- PROBLEM DETAILS:
Once you find a line containing the word "lamp" in the entries below, copy it.

- RECORDS PROVIDED:

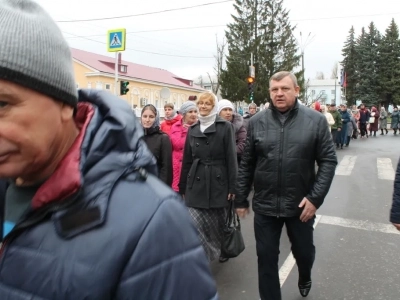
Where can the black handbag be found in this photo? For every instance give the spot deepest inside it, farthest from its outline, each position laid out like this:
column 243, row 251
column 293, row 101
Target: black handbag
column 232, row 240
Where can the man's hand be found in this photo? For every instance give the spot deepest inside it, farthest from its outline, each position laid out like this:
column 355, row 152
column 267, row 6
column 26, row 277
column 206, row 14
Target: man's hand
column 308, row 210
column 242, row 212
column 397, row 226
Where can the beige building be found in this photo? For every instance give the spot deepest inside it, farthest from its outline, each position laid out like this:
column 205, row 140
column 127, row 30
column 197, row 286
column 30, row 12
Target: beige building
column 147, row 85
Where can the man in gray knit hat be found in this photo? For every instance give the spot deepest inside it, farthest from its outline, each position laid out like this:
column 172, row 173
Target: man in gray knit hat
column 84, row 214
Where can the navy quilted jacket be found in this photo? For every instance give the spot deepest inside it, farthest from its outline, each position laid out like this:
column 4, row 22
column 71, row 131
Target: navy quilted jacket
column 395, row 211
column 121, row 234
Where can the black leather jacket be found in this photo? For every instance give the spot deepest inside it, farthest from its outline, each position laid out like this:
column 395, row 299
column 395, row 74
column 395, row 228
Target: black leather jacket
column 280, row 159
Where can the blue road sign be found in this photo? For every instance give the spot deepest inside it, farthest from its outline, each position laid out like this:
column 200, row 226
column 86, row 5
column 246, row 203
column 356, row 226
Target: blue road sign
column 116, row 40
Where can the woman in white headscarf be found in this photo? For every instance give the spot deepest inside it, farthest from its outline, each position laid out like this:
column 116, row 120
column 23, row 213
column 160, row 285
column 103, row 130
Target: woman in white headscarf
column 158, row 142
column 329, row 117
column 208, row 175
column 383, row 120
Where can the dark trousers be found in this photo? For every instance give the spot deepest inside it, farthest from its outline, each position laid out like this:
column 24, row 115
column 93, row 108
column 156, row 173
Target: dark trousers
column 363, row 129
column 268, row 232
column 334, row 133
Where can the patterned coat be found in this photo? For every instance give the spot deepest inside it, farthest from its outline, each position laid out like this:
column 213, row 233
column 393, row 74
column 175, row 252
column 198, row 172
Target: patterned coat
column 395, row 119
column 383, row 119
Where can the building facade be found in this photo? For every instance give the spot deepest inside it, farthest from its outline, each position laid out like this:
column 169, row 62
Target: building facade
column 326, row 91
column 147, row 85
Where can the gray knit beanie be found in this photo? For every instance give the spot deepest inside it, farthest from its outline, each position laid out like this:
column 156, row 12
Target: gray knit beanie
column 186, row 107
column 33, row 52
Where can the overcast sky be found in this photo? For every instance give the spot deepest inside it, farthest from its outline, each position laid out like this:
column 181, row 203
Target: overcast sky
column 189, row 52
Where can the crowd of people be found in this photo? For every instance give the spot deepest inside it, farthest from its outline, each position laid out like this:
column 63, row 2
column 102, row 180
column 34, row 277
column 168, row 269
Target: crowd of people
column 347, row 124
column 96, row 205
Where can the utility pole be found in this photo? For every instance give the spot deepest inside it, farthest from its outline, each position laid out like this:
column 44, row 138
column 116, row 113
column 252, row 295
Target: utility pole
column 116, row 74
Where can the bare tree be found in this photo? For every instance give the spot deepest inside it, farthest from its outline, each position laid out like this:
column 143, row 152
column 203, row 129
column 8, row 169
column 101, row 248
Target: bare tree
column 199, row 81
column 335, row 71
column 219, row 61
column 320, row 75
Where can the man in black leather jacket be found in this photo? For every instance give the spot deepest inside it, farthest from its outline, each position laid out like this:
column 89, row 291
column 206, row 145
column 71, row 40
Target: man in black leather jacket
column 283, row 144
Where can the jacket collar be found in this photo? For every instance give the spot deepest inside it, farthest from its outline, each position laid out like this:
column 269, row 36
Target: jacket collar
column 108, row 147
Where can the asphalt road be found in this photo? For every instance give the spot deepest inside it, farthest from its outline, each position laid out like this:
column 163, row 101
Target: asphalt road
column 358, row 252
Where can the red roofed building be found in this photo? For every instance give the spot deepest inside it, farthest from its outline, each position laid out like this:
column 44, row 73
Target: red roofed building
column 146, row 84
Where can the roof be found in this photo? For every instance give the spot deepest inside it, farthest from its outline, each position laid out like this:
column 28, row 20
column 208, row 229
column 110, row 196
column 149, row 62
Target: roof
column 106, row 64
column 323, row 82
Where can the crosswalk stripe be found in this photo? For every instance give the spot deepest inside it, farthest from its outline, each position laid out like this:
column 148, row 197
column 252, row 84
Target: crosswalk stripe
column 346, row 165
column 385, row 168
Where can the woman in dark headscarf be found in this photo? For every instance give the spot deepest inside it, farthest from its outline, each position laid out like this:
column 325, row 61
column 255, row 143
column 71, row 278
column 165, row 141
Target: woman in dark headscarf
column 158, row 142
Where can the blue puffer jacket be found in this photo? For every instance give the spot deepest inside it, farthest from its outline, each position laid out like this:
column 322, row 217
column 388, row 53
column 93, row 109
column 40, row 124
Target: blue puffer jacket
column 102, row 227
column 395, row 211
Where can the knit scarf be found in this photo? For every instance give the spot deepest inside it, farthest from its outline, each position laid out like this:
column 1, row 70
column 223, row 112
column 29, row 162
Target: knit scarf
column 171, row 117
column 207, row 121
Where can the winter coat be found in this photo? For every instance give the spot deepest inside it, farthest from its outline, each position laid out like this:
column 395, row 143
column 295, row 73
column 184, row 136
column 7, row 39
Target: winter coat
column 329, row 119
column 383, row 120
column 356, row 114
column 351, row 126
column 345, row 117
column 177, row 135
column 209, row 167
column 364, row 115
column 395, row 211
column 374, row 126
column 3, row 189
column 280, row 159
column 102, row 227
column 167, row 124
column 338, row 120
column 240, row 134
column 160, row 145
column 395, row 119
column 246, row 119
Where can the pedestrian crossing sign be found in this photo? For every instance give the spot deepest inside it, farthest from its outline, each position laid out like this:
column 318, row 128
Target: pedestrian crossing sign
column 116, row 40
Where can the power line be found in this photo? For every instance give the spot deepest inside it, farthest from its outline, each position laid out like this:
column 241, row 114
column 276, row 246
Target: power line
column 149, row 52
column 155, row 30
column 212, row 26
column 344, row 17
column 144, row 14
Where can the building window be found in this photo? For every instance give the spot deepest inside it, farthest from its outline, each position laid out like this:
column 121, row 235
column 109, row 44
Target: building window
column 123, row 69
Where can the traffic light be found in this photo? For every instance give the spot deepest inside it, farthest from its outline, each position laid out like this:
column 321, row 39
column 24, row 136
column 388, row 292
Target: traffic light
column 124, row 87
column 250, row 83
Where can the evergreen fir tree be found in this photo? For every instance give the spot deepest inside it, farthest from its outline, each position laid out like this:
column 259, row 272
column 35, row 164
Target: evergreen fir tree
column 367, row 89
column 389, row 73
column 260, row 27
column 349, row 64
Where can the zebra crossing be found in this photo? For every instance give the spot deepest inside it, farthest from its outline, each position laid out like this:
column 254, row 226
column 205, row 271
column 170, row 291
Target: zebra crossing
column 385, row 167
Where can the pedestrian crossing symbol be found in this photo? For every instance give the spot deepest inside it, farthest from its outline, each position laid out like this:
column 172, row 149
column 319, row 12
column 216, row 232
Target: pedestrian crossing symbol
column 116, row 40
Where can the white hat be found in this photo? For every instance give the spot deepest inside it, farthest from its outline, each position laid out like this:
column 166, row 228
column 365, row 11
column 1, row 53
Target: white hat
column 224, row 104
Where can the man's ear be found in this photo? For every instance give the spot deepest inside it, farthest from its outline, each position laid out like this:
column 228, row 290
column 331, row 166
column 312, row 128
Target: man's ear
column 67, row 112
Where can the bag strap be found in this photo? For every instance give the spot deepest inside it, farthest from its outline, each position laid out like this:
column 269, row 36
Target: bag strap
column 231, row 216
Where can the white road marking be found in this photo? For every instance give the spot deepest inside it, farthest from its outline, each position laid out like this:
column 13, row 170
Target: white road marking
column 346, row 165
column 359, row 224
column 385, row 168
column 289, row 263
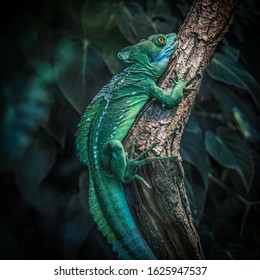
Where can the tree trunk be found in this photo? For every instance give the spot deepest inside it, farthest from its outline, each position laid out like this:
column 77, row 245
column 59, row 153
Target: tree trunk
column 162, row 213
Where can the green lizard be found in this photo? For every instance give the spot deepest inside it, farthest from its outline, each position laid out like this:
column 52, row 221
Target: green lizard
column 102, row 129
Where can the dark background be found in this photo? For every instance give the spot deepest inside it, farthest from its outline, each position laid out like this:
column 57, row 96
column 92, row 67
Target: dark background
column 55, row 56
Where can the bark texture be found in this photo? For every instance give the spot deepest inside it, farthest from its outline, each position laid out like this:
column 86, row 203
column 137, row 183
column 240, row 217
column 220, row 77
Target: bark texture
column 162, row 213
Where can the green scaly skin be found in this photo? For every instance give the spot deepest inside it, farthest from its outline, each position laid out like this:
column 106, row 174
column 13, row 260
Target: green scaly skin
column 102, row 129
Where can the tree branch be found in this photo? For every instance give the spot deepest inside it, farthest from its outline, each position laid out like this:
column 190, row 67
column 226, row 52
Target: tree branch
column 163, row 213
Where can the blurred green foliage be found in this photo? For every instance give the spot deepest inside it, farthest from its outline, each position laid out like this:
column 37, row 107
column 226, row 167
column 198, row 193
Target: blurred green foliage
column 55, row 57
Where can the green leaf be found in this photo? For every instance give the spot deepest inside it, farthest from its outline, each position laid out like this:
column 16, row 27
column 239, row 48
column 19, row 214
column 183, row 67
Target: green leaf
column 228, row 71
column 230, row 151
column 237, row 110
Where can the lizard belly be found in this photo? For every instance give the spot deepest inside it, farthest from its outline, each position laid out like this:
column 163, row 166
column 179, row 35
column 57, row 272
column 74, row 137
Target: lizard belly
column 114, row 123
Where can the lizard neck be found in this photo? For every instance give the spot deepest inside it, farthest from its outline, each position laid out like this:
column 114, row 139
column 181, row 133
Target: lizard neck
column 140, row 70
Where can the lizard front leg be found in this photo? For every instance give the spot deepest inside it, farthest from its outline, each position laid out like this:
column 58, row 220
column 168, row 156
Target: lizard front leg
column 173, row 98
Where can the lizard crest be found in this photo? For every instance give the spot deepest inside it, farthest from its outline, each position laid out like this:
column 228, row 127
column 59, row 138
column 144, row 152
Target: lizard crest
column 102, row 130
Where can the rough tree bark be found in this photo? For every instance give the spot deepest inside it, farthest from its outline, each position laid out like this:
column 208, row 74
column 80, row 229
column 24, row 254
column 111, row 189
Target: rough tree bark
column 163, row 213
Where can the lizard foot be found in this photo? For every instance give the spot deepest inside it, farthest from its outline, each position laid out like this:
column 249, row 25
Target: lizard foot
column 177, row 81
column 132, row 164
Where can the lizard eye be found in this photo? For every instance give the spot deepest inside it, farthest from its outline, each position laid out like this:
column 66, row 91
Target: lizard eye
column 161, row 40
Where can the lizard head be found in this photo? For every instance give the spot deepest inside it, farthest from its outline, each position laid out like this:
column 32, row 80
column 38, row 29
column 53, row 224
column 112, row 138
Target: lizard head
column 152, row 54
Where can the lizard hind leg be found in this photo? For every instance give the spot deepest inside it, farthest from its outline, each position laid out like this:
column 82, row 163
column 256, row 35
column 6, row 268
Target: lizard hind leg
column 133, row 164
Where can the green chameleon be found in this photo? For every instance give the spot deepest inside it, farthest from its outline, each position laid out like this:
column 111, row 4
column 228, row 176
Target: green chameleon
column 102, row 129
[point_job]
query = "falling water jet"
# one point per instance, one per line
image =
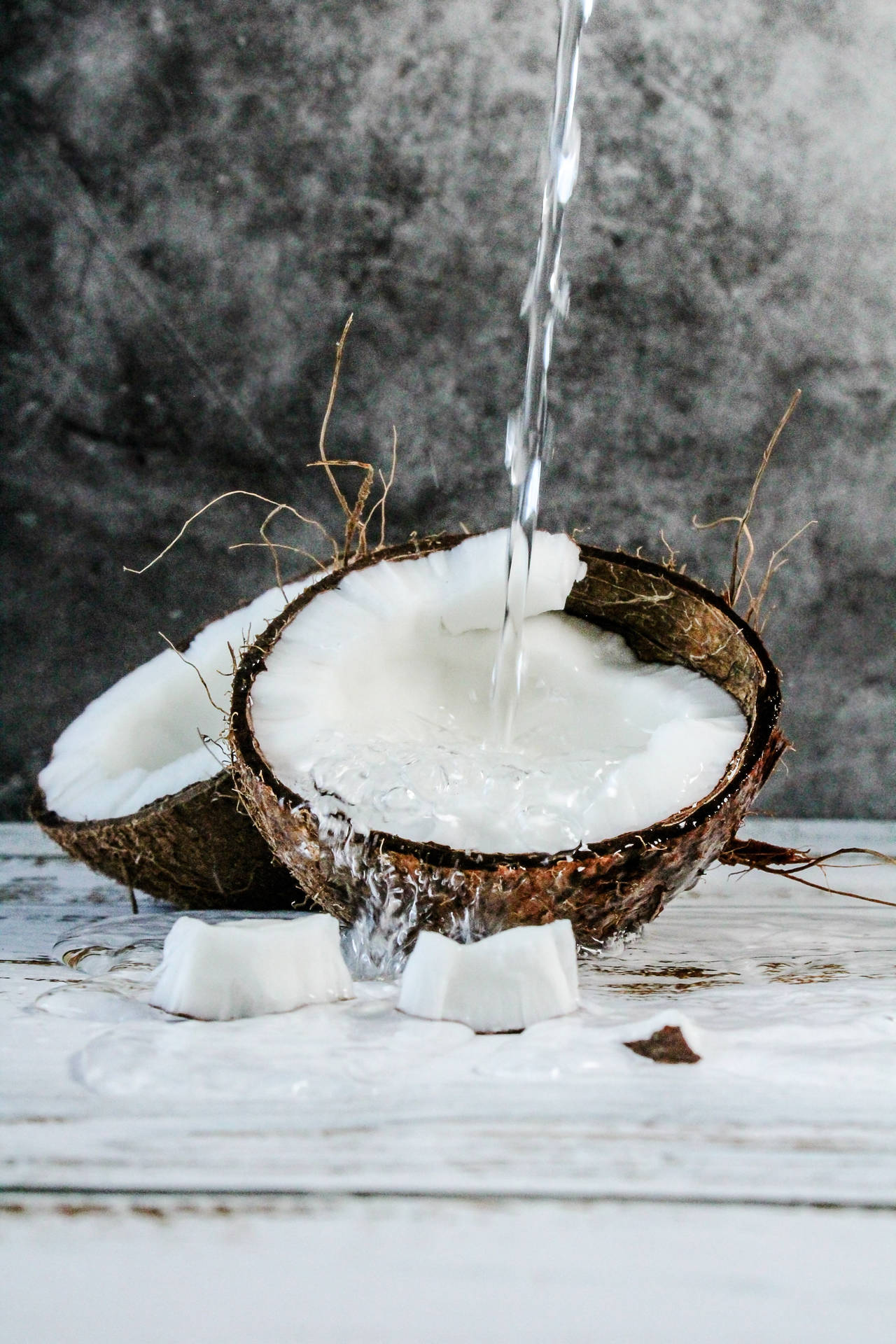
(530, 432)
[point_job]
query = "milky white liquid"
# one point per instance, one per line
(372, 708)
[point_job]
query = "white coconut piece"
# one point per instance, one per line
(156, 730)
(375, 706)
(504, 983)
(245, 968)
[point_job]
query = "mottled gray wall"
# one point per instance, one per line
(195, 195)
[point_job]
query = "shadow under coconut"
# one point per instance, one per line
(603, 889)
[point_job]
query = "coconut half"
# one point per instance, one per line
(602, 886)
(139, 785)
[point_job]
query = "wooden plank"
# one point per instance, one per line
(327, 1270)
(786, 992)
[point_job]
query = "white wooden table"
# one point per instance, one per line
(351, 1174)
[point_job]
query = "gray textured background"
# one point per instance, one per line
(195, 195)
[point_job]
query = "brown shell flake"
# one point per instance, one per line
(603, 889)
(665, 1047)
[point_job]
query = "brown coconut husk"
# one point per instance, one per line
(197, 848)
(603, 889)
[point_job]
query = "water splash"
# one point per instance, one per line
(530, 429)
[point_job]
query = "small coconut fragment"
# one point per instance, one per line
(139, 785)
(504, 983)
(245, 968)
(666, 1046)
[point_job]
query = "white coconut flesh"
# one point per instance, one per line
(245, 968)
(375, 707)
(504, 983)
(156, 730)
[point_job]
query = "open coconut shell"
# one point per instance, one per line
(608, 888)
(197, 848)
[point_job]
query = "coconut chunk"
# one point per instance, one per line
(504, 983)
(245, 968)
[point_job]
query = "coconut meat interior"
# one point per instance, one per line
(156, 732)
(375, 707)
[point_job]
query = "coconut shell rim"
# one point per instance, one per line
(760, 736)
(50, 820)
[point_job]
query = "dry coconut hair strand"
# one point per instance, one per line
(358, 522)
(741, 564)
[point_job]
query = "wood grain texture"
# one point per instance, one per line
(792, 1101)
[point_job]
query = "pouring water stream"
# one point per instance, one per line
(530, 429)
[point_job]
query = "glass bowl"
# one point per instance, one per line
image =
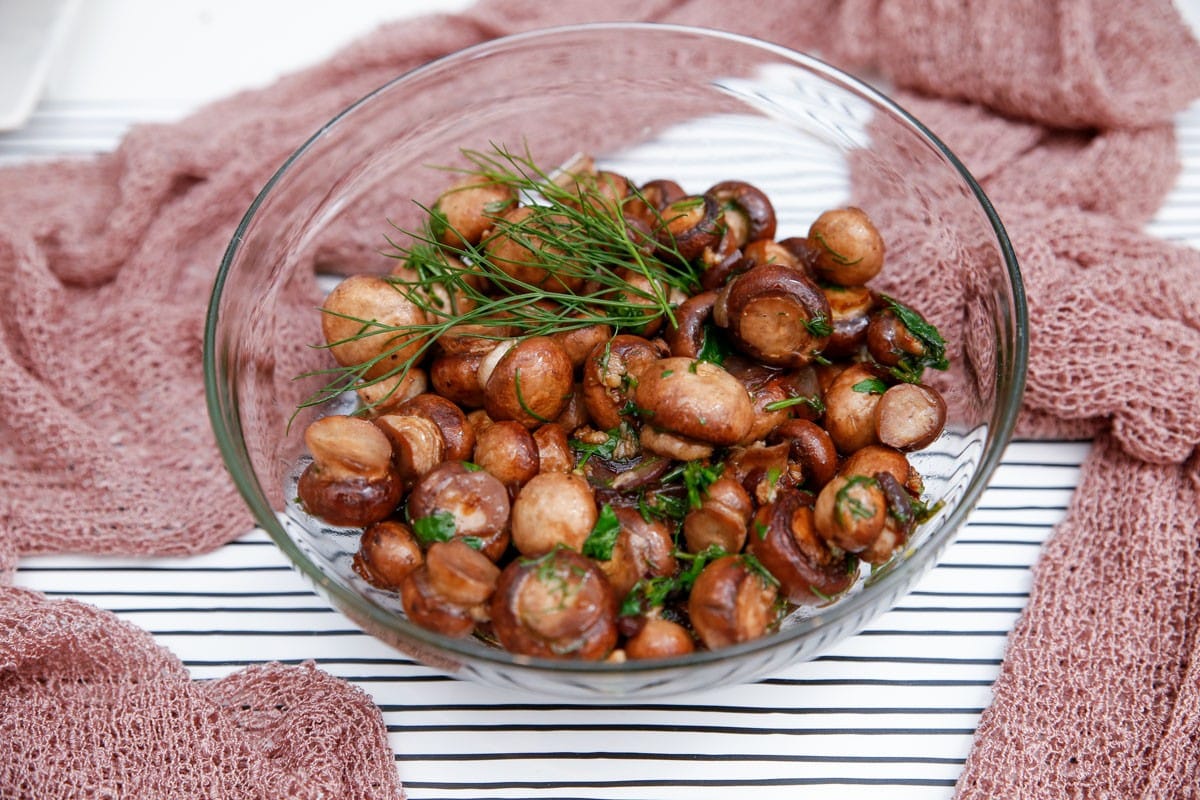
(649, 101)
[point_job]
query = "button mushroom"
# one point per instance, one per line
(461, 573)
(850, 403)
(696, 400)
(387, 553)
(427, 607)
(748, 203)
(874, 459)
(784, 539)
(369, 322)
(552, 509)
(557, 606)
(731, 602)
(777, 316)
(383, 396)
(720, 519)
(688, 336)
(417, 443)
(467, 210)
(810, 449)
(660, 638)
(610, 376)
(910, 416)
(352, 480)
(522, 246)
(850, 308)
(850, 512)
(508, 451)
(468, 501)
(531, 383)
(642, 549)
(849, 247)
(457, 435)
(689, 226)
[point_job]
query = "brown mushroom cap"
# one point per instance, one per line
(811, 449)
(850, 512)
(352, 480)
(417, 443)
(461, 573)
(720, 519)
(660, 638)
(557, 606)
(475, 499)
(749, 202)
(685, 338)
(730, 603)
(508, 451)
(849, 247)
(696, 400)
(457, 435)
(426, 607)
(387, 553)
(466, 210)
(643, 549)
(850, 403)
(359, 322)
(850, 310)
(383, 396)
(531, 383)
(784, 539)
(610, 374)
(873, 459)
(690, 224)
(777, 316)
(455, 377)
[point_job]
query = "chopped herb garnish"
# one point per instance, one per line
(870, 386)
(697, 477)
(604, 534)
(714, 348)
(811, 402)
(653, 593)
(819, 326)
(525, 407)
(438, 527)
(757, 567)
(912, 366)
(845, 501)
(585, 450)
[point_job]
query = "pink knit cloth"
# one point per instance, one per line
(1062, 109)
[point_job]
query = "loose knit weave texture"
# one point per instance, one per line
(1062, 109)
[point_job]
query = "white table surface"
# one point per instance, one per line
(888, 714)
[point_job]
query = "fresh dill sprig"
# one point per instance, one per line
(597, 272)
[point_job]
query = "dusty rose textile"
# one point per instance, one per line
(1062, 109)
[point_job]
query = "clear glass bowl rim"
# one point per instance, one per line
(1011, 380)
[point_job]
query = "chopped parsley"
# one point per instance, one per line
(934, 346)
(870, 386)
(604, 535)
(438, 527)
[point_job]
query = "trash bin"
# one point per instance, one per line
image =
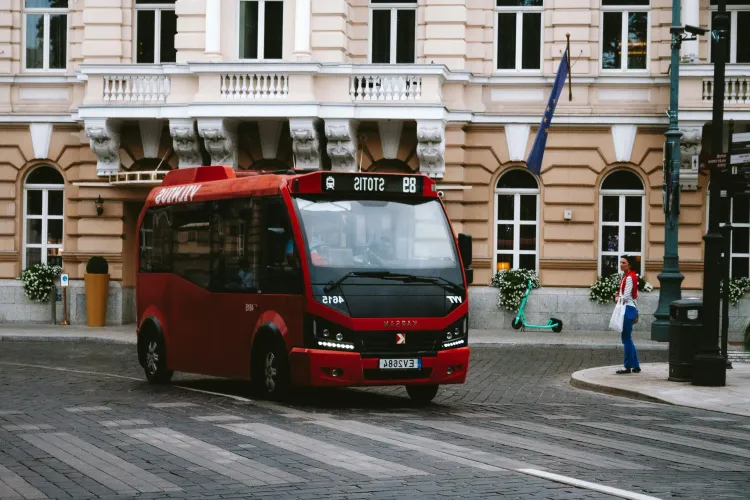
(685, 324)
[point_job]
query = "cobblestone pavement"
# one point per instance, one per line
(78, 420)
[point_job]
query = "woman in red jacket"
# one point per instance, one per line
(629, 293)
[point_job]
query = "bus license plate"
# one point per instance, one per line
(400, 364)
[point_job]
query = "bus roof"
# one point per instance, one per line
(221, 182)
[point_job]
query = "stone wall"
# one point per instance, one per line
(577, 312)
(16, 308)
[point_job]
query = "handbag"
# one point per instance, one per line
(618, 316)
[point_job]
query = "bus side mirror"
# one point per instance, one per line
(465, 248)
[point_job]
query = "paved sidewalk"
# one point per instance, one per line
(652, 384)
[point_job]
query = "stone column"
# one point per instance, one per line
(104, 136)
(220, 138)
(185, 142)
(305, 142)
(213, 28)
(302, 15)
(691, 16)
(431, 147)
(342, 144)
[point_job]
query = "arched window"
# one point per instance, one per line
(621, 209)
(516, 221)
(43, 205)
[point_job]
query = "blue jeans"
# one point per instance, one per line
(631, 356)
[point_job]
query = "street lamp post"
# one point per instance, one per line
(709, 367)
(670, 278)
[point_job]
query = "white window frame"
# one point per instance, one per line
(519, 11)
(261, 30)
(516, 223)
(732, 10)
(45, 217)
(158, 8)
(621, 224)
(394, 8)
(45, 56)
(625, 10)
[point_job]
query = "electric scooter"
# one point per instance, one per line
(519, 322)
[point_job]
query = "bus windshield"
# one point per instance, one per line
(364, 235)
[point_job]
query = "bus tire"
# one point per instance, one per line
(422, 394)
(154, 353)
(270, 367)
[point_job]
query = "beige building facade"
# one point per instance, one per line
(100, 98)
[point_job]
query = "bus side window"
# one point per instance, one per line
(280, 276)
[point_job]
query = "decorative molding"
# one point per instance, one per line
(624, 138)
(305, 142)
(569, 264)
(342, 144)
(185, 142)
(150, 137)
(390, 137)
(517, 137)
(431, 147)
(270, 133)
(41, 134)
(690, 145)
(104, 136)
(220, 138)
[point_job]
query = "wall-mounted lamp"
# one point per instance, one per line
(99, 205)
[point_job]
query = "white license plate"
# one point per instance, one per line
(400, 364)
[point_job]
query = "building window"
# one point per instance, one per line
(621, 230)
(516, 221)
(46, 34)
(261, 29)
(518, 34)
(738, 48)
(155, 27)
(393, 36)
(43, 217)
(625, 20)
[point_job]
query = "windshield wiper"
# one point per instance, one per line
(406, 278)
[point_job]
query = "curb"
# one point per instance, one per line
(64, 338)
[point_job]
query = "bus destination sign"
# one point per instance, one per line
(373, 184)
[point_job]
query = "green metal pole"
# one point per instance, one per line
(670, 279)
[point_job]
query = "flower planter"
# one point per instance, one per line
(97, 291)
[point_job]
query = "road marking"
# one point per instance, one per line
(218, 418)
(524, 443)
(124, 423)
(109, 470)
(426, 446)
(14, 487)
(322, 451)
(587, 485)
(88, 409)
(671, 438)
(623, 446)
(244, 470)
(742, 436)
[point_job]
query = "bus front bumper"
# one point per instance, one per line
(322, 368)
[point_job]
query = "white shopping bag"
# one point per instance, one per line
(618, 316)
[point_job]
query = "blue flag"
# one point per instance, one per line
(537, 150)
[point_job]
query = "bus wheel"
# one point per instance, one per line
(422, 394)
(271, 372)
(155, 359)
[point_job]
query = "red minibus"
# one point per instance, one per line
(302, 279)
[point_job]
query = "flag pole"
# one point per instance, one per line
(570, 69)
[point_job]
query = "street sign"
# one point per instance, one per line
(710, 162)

- THE ANSWER:
query = "street lamp post"
query = "wall-mounted lamp"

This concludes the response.